◆ **What this task involves**
Select, from the data, each line where "belt" occurs.

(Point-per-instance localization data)
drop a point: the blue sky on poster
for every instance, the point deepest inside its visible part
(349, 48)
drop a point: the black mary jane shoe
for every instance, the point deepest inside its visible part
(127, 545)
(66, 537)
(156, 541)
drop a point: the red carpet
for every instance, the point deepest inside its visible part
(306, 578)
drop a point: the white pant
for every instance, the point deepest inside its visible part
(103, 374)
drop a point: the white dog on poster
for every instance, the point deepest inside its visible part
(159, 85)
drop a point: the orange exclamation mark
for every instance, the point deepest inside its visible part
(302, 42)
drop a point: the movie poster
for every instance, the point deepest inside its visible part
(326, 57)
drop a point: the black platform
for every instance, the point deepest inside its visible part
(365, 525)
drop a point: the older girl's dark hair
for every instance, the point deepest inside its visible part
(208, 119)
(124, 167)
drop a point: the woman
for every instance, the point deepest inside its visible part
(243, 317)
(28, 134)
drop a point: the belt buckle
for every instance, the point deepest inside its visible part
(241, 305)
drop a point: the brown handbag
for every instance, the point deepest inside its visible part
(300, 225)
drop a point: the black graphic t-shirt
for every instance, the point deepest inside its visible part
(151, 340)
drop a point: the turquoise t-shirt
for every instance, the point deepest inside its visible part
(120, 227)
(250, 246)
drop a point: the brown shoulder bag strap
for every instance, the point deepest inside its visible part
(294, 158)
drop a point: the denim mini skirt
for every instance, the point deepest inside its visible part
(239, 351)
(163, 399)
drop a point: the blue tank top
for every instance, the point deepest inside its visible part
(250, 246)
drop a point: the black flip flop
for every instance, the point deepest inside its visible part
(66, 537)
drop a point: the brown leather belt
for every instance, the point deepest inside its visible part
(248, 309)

◆ **Reply to the exercise**
drop a point: the belt buckle
drop a point: the brown leather belt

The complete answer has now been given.